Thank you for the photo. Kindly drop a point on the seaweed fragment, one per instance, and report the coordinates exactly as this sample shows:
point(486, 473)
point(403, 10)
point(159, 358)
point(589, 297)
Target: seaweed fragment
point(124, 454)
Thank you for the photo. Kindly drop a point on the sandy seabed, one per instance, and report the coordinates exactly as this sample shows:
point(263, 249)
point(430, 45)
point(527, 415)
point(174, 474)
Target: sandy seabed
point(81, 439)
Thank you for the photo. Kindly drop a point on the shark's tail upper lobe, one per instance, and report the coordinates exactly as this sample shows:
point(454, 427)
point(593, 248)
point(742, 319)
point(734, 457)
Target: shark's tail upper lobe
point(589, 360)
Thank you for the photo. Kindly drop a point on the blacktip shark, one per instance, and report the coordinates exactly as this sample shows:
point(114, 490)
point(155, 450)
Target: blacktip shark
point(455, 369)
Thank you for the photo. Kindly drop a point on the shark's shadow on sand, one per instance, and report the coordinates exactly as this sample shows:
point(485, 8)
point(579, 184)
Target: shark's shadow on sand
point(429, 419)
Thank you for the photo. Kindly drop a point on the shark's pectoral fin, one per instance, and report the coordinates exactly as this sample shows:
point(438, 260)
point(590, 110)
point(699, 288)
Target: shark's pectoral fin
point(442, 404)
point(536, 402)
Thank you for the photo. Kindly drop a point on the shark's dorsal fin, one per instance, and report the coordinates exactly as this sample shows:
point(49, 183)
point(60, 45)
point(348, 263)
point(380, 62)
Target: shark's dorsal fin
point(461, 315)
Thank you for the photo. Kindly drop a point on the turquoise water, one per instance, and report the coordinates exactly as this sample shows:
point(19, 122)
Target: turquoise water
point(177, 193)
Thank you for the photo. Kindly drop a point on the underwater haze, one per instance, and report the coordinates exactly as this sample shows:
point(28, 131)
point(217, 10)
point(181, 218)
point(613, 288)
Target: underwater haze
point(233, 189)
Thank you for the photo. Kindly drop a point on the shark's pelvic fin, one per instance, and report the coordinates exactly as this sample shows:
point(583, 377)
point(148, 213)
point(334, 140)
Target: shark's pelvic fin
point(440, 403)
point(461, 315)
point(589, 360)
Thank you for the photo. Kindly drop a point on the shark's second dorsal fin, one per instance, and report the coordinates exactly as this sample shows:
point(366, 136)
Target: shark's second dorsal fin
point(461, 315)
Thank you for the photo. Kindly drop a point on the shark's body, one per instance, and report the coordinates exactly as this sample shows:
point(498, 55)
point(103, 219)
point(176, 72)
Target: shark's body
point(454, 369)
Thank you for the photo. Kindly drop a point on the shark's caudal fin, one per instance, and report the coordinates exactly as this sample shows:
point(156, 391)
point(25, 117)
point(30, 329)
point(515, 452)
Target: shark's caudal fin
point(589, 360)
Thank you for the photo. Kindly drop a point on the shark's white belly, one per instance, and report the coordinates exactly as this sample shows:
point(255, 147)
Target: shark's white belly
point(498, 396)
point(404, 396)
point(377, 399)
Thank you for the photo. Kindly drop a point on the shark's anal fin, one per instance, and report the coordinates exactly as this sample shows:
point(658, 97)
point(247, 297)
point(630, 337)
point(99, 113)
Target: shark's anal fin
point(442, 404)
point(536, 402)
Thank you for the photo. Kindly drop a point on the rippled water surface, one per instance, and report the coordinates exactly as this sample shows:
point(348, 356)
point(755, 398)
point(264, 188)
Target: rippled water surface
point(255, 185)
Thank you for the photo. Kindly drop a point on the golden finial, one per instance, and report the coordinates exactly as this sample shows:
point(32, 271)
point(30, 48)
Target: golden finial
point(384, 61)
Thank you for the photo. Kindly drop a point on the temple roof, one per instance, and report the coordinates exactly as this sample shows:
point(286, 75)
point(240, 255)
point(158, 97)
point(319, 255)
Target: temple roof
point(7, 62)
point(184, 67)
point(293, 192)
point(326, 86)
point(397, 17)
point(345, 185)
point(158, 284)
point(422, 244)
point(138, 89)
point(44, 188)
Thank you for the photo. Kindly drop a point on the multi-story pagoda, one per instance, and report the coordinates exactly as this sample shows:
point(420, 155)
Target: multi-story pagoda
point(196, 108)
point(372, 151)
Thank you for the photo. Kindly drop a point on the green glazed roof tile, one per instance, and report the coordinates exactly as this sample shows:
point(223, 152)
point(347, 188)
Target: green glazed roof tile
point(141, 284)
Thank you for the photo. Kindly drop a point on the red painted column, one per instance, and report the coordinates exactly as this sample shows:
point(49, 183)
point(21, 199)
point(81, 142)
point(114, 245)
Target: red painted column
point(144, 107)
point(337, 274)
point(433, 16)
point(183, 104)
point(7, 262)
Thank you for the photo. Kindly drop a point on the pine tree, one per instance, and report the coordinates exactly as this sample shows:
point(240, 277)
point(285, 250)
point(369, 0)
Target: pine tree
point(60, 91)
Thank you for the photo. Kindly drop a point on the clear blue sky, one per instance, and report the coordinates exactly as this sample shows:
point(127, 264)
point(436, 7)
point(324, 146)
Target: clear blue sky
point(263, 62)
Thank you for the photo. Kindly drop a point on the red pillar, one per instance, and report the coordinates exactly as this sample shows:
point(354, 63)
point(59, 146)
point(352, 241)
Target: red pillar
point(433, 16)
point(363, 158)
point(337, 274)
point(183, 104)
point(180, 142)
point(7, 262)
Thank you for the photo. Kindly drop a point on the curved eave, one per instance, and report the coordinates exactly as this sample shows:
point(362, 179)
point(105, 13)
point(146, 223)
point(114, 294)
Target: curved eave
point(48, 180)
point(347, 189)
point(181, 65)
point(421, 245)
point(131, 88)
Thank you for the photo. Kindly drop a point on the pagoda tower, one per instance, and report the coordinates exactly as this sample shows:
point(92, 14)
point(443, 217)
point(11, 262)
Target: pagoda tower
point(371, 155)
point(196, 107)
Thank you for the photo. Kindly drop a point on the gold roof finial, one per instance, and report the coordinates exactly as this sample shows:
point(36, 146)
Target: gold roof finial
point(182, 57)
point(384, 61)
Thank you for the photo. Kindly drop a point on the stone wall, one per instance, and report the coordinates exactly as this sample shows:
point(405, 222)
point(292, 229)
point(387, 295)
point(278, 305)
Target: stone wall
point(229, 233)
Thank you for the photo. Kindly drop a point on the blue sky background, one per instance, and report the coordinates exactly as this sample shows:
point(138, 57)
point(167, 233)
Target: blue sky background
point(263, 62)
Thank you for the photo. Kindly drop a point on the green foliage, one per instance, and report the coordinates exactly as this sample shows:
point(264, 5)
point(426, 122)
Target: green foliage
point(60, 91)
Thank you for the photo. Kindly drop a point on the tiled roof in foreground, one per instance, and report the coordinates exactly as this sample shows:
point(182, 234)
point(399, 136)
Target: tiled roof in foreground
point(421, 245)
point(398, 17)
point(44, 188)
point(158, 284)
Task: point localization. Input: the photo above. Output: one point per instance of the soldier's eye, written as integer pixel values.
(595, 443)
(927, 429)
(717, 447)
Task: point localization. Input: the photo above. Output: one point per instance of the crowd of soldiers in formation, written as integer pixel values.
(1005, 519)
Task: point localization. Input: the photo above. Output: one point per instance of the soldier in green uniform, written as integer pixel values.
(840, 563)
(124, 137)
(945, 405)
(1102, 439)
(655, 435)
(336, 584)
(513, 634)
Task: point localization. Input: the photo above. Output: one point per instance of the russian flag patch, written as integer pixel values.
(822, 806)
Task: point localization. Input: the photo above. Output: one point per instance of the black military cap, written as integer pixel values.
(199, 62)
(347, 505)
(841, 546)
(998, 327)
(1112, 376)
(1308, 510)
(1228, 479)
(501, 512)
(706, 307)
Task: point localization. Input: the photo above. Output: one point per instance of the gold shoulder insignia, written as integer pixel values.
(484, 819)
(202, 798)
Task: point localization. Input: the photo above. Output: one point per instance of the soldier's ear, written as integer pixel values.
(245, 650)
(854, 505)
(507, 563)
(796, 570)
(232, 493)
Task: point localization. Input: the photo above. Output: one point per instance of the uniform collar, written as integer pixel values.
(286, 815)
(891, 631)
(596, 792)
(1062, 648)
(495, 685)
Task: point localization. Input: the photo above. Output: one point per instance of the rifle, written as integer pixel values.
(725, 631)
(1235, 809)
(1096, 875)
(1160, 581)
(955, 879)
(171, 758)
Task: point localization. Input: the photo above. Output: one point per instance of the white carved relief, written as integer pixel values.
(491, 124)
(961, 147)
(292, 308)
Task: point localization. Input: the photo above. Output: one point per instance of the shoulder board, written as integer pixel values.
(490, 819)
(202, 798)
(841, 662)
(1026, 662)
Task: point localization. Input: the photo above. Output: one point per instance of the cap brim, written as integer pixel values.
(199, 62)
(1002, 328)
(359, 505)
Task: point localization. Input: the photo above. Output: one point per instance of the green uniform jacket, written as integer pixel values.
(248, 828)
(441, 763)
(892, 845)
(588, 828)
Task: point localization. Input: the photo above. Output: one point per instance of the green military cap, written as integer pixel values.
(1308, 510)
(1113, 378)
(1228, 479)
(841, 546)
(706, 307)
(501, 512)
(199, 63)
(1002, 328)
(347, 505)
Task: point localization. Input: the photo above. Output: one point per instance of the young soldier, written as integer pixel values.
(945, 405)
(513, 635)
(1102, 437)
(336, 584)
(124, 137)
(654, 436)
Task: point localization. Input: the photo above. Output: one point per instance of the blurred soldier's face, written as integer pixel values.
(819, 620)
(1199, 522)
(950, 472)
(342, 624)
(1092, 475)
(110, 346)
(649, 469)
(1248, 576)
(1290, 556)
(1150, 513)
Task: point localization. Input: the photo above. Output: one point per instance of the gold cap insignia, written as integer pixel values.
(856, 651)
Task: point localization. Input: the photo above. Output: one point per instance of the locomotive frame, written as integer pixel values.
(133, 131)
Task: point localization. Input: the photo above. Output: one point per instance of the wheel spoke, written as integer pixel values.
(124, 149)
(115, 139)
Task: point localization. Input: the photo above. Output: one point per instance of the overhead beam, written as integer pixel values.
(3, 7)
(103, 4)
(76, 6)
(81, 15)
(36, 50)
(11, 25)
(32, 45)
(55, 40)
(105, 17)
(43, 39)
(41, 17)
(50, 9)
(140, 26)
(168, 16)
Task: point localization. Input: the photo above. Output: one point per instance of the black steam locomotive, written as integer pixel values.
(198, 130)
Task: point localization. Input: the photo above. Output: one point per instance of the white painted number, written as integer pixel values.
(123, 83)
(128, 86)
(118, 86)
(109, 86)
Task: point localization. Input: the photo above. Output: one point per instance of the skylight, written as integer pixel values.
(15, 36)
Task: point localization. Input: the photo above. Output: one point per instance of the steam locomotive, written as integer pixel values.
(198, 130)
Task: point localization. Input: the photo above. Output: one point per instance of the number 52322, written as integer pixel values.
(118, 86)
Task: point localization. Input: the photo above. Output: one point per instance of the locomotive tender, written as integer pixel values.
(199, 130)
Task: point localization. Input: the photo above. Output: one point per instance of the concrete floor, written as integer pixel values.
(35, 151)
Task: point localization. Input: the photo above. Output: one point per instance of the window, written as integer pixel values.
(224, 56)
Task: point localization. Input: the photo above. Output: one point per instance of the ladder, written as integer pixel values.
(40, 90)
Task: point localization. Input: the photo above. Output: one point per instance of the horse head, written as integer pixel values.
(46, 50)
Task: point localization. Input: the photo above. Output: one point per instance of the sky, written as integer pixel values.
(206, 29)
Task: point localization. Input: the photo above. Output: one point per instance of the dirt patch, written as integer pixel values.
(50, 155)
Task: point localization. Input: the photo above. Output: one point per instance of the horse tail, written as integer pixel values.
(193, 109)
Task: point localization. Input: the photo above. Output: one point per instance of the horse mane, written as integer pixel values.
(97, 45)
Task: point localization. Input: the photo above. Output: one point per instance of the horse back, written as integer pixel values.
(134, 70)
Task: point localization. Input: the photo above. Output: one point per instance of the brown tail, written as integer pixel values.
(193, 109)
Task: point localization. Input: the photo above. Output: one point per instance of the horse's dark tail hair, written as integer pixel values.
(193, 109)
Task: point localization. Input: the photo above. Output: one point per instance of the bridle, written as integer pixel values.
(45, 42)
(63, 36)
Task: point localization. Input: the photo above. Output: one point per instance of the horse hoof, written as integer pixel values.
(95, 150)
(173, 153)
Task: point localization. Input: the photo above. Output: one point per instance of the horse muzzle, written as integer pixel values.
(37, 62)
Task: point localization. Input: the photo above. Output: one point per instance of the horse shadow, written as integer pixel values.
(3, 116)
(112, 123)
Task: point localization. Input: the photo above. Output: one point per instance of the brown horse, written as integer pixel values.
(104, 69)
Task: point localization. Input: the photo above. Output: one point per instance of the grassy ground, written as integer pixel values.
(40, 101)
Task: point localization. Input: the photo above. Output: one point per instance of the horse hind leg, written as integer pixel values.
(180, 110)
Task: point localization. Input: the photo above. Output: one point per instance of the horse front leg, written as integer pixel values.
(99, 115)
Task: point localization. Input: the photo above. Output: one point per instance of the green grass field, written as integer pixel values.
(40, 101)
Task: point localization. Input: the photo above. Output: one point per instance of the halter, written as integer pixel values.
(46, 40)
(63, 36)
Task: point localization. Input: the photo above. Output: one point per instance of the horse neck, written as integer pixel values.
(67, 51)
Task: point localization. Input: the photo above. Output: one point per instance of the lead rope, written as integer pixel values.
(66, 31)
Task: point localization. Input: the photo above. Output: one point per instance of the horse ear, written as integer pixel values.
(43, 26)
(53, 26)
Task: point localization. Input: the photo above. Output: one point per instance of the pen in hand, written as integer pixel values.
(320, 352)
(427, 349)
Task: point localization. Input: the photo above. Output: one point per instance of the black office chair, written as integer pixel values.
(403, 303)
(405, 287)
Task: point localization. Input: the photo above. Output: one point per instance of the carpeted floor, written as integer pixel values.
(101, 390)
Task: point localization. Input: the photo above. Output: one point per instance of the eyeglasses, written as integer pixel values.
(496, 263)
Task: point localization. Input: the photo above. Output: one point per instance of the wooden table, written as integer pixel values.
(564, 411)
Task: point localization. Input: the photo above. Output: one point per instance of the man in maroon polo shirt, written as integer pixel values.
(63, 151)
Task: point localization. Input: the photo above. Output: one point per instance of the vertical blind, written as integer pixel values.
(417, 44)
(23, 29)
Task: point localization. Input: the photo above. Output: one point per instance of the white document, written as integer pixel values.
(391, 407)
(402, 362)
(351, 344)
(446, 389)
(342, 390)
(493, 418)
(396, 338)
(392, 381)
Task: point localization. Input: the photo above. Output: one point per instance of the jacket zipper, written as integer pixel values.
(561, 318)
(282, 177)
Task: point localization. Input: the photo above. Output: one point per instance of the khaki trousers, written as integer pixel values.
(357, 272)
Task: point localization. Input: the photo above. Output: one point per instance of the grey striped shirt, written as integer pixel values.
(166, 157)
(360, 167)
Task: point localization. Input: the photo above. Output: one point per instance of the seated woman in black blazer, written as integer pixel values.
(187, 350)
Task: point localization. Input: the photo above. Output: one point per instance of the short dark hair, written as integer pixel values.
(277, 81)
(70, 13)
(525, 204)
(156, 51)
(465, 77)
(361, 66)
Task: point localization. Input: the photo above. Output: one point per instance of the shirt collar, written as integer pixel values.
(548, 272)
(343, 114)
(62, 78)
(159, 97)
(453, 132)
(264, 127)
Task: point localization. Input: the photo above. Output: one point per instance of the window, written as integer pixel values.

════════════════════

▶ _What you are asked to do_: Give back exactly the lines from the line holding "blazer, written as integer pixel values." through the last line of the listing, including both.

▶ _Output for this exercise_:
Task: point localization. Input: the photo above. Output: one point per instance of the seated woman in black blazer, written as integer pixel values.
(187, 350)
Task: point localization. Input: the photo above. Output: one point per instance of the short dark hair, written as integer pixel values.
(277, 81)
(70, 13)
(525, 204)
(156, 51)
(465, 77)
(361, 66)
Task: point localization. Input: the photo above. Output: one point per instance of the shirt collar, written as integer pixel values.
(548, 272)
(343, 114)
(62, 78)
(159, 97)
(453, 132)
(264, 127)
Task: point localization. Input: the photo above. Output: one point per instance of the window, written as integer pixel values.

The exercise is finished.